Start of DATA LISTING

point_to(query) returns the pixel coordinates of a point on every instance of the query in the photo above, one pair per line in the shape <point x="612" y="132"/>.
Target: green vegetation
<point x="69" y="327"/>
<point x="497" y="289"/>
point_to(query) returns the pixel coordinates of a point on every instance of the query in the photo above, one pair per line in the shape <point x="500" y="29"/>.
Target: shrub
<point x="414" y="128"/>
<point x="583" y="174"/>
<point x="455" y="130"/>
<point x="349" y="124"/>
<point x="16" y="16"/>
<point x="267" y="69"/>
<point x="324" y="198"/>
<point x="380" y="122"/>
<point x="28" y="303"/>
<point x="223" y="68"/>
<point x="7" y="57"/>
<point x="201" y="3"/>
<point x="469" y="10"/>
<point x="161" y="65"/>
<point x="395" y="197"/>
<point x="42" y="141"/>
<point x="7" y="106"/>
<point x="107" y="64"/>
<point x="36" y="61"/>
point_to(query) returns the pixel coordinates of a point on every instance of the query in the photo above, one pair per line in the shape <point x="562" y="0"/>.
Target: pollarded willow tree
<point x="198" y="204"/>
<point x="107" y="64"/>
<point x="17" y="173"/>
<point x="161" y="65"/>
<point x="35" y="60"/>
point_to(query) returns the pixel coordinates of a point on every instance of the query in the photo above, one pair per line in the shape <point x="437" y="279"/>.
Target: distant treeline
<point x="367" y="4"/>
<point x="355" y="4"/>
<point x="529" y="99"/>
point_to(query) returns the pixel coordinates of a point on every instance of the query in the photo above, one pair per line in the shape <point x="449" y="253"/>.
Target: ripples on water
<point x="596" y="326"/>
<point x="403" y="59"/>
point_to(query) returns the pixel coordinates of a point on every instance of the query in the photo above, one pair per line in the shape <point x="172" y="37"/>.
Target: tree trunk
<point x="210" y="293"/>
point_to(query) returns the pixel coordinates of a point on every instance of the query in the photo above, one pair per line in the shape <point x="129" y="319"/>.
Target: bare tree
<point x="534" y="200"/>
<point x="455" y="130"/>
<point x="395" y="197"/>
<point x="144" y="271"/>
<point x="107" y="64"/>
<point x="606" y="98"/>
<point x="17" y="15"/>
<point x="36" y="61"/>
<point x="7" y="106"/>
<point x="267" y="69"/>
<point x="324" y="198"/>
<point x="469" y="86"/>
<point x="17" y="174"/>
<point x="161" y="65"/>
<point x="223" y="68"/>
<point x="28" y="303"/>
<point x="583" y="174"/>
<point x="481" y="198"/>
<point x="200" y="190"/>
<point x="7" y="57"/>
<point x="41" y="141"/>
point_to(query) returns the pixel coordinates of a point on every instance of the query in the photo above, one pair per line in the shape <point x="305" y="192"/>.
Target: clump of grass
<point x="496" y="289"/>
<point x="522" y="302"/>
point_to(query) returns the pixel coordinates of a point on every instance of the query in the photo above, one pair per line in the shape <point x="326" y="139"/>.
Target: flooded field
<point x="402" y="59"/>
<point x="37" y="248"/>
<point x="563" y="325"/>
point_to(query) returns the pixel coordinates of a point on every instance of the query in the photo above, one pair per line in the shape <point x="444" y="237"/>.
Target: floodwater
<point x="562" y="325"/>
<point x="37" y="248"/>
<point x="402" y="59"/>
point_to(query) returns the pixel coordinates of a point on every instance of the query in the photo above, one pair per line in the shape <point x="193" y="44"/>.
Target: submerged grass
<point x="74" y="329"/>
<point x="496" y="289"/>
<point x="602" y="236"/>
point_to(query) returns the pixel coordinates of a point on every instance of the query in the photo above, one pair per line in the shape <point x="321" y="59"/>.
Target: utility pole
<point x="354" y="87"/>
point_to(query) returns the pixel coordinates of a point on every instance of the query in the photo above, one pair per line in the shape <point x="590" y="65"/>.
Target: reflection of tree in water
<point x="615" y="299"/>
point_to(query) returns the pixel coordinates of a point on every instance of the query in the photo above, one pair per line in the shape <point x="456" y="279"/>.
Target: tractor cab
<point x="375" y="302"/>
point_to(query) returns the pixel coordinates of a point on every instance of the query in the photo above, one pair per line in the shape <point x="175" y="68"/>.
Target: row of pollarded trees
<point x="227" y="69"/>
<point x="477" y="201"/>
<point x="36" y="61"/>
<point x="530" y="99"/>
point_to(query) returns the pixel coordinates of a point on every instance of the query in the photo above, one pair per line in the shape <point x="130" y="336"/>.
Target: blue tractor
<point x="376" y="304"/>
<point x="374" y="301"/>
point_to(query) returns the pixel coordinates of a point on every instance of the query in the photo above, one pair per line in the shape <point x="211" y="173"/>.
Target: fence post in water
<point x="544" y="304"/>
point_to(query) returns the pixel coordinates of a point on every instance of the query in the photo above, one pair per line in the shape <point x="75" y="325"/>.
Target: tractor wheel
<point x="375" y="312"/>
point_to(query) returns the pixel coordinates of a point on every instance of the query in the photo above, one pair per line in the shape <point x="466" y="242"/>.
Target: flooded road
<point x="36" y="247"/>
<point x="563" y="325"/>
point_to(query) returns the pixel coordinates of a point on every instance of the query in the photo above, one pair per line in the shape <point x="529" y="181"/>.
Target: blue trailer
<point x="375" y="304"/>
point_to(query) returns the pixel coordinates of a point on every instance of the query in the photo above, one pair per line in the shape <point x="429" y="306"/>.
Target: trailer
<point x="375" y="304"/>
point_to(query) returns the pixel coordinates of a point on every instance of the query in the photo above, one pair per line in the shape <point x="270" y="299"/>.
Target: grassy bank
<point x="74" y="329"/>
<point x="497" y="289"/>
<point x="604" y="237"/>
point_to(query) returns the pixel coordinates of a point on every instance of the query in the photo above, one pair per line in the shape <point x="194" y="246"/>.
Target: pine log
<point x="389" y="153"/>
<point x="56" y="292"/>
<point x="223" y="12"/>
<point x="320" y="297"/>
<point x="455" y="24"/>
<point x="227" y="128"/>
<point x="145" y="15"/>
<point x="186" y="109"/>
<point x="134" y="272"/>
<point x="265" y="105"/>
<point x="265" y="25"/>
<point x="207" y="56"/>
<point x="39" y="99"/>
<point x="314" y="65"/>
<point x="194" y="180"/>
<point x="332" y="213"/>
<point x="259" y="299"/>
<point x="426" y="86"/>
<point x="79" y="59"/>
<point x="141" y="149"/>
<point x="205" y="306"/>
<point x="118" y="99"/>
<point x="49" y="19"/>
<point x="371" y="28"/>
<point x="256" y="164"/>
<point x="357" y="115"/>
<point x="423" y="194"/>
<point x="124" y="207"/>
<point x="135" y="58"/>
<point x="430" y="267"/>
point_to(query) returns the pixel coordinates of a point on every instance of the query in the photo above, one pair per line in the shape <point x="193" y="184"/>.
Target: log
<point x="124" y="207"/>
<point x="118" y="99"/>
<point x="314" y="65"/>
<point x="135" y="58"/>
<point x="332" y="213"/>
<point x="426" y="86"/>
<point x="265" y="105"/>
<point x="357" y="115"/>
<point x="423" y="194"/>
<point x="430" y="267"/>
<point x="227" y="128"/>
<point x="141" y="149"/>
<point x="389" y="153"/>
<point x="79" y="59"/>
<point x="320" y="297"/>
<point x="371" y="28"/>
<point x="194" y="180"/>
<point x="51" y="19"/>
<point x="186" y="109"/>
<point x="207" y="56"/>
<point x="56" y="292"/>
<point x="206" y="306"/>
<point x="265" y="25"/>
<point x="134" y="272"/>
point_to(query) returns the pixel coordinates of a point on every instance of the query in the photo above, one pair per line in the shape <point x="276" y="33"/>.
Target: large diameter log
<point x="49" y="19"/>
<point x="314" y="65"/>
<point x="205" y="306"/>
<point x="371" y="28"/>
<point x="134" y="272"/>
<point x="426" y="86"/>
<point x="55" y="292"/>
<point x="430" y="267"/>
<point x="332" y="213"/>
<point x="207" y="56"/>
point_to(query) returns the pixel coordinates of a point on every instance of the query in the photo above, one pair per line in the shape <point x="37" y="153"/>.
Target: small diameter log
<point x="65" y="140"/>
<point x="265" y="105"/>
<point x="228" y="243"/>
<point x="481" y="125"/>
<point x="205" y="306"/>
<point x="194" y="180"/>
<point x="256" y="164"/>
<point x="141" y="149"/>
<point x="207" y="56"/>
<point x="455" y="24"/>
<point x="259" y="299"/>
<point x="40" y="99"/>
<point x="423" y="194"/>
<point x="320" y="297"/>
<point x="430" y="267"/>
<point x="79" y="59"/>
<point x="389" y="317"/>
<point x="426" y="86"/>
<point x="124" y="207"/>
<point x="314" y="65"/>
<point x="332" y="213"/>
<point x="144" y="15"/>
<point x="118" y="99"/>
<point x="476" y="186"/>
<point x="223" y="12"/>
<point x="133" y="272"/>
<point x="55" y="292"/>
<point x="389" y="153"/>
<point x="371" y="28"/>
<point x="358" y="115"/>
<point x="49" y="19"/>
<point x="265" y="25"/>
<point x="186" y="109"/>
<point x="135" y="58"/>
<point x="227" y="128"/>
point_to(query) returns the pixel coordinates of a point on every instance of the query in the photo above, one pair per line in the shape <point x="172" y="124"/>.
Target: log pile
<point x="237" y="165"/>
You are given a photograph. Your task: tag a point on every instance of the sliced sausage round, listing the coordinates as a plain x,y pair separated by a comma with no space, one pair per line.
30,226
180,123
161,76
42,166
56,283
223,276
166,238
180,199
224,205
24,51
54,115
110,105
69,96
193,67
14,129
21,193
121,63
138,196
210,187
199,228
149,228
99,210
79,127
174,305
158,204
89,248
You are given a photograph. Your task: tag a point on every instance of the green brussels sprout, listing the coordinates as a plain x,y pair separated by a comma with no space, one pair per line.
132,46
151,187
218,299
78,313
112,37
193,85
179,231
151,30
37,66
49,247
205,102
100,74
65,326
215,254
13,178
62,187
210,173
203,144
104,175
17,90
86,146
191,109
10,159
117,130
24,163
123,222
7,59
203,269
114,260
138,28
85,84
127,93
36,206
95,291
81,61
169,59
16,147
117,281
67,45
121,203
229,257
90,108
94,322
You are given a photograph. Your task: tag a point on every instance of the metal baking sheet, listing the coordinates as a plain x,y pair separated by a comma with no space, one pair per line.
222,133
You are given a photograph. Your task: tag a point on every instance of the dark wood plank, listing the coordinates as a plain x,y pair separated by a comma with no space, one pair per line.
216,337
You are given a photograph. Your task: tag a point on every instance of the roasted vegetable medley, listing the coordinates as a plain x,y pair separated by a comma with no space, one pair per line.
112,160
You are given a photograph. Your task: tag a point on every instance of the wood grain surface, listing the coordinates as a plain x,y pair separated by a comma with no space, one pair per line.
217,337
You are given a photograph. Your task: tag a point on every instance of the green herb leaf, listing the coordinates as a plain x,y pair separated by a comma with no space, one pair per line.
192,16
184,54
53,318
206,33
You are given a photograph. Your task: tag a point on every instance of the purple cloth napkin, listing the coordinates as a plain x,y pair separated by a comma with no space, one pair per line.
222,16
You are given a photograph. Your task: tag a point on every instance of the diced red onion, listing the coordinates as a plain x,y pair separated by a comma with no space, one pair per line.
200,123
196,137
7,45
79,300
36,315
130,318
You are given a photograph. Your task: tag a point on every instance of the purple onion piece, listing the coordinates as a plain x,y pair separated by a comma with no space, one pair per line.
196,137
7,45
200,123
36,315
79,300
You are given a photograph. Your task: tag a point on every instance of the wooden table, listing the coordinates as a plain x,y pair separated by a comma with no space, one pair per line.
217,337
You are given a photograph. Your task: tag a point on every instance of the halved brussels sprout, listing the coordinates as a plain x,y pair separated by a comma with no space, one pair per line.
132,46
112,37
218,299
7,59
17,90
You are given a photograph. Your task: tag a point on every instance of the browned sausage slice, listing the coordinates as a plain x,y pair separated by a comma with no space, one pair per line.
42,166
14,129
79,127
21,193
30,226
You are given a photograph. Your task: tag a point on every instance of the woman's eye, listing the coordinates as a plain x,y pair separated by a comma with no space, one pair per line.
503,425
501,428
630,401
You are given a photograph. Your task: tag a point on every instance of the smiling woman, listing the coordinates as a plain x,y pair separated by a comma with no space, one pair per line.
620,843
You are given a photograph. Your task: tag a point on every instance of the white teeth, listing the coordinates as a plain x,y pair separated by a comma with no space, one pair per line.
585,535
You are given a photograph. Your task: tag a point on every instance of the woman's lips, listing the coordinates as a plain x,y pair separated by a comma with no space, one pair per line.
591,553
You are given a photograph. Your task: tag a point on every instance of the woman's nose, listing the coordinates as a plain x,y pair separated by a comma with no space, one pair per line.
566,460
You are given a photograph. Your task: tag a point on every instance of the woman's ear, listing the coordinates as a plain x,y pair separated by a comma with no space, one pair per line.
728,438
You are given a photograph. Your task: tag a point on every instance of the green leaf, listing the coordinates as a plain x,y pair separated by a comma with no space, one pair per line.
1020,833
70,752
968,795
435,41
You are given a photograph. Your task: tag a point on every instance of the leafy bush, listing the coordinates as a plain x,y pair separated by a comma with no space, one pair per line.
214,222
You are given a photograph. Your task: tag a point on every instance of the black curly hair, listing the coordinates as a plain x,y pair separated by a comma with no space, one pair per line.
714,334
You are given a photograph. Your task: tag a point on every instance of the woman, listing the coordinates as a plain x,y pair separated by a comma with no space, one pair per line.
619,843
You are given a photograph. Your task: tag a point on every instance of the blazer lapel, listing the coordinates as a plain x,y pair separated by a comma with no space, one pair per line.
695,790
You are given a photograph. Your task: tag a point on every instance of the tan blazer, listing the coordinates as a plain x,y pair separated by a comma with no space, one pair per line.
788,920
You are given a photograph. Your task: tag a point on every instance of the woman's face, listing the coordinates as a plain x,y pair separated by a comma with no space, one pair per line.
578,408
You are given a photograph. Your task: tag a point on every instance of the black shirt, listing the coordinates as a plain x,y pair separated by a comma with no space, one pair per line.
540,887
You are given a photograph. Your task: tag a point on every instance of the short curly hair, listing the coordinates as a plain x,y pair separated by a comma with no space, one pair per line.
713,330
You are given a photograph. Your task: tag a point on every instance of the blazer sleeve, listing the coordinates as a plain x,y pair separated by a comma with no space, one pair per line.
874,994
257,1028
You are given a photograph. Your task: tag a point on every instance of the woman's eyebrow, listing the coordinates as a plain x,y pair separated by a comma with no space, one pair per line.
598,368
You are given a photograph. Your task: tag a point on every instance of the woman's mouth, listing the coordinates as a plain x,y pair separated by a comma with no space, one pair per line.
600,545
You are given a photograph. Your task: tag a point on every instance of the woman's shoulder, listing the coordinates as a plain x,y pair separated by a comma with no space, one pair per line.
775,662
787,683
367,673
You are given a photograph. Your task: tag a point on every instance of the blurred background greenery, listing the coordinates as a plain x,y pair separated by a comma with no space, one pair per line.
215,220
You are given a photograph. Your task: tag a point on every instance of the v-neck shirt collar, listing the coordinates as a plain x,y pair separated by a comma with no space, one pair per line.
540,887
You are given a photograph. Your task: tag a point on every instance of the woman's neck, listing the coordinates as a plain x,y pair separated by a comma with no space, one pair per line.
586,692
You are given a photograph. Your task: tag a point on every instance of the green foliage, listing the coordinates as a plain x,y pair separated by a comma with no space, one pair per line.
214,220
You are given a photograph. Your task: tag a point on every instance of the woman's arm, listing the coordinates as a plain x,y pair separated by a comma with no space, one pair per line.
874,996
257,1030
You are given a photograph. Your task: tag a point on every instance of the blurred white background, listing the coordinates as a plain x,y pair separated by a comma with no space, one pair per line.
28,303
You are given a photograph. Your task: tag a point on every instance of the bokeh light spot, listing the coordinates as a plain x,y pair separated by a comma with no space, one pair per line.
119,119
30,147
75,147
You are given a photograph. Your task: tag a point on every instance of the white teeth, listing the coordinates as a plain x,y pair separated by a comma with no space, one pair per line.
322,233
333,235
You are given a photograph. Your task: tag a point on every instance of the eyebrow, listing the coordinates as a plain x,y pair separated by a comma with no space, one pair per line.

End of DATA LISTING

● PROBLEM REQUIREMENTS
Quote, without alteration, the final stretch of the entries: the line with "woman's mouth, listing" onward to the last line.

● COMPLETE RESPONSE
You are given a photograph. Your task: tag a point on every instance of the woman's mouth, listing the coordinates as a plain x,y pair separated by a comma with no space, one pair per line.
600,545
You are given a photograph. Your task: tag a point on every instance of the woman's shoulder, listing the coordinates as a plain x,y pair separated by a comma with no space, one pair per line.
775,662
787,683
367,673
You are given a photograph. Your task: tag a point on every instance of the blurred background greenery, listing the coordinates as a plain x,y pair separated by a comma with no space, one pair per line.
215,220
You are given a photograph. Your task: tag a point on every instance of the v-neck shirt collar, listing the coordinates as a plain x,y pair separated by a comma with no space, one pair per line.
540,887
You are given a photograph. Your task: tag a point on every instance of the woman's neck, listing the coordinates as a plain x,y pair separated by a comma with no space, one pair per line.
586,692
You are given a photograph. Your task: tag a point on every instance of the green foliage, listing the coordinates as a plain x,y pair separated by a comma with no space, one pair per line.
214,220
You are given a photograph. Your task: tag a point on every instance of the woman's arm, listing the coordinates as a plain x,y pair separated by a comma with no space, one pair per line.
874,996
257,1030
You are given a photograph. Your task: tag a point on every instance of the blurred white background, listing the coordinates as a plain x,y pair separated by a comma with no space, one pair per line.
28,303
You are given a photograph. Your task: tag a point on every instance of the bokeh light spot, listing the coordinates as a plain x,y pair separated by a comma with no space, one pair per line.
119,119
30,147
75,147
You are given a photograph. Your task: tag a point on every instance of the white teeth, listing the coordinates as a plain x,y pair separated by a comma with no space, one pair per line.
322,233
333,235
You are given a photograph. Your task: tag a point on every instance of the eyebrow, listing the coordinates as a plain x,y pair separated by a comma with no space, one pair per line.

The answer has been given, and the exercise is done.